* **SELECTION**
# # # # #

He knows he can get his shot off in almost any situation, and that leads to some boneheaded field goal attempts. Here, there absolutely were better options than the falling mid-range jumper, be it another move to try and open up space for a drive or shot, or a pass back out to recycle the possession into something more efficient.

And here, it’s indecisiveness that’s the killer. He can hit the catch-and-shoot jumper in transition, but he hesitates and settles for a crossover into pull-up long-two that must have had coach Hopkins ready to pull what little hair he has left out.

McDaniels isn’t the first young 5-star recruit to struggle with shot creation and selection when he took the step up to better competition levels, and he won’t be the last. Unfortunately, now he has to do it again, and this time to the highest level of competition in the world.

His role will likely be reduced heavily when he gets to his new basketball home, which should theoretically minimize the opportunities he has to get tunnel vision and make strange decisions with the ball, but if he wants to optimize himself as a potential offensive hub, McDaniels will need to learn quickly how to play under control and take good shots.

  • Rim Finishing

With the size and fluidity that McDaniels possesses comes great expectations to be a dominant force getting to the rim. Unfortunately, that couldn’t be further from the truth as he enters his first year as a pro.

# # # # #

* **PROBLEM SET**
**A)** Please quote the McDaniels scouting text word for word, starting with "He knows he" and going on through "in the world.".
**B)** In the McDaniels scouting text, what two better options to the falling mid-range jumper are named?

# # # # #

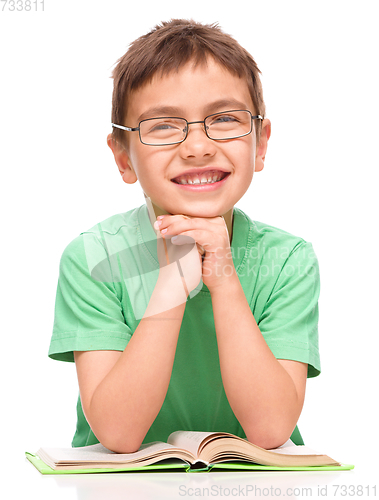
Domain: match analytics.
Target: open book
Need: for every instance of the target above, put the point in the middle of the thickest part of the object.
(196, 450)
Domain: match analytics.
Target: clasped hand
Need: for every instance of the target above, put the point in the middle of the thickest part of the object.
(212, 262)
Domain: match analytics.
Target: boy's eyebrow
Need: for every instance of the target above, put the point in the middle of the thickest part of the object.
(222, 105)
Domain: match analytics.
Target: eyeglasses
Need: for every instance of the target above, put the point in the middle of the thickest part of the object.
(168, 130)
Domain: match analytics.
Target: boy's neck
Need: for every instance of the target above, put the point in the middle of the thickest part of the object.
(228, 217)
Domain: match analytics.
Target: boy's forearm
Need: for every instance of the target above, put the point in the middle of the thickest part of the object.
(260, 391)
(126, 402)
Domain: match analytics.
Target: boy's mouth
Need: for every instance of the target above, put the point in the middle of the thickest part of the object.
(208, 177)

# # # # #

* **ANSWERS FOR THE TASKS**
**A)**
He knows he can get his shot off in almost any situation, and that leads to some boneheaded field goal attempts. Here, there absolutely were better options than the falling mid-range jumper, be it another move to try and open up space for a drive or shot, or a pass back out to recycle the possession into something more efficient.

And here, it’s indecisiveness that’s the killer. He can hit the catch-and-shoot jumper in transition, but he hesitates and settles for a crossover into pull-up long-two that must have had coach Hopkins ready to pull what little hair he has left out.

McDaniels isn’t the first young 5-star recruit to struggle with shot creation and selection when he took the step up to better competition levels, and he won’t be the last. Unfortunately, now he has to do it again, and this time to the highest level of competition in the world.

**B)** Another move to try to open up space for a drive or shot, or a pass back out to recycle the possession into something more efficient.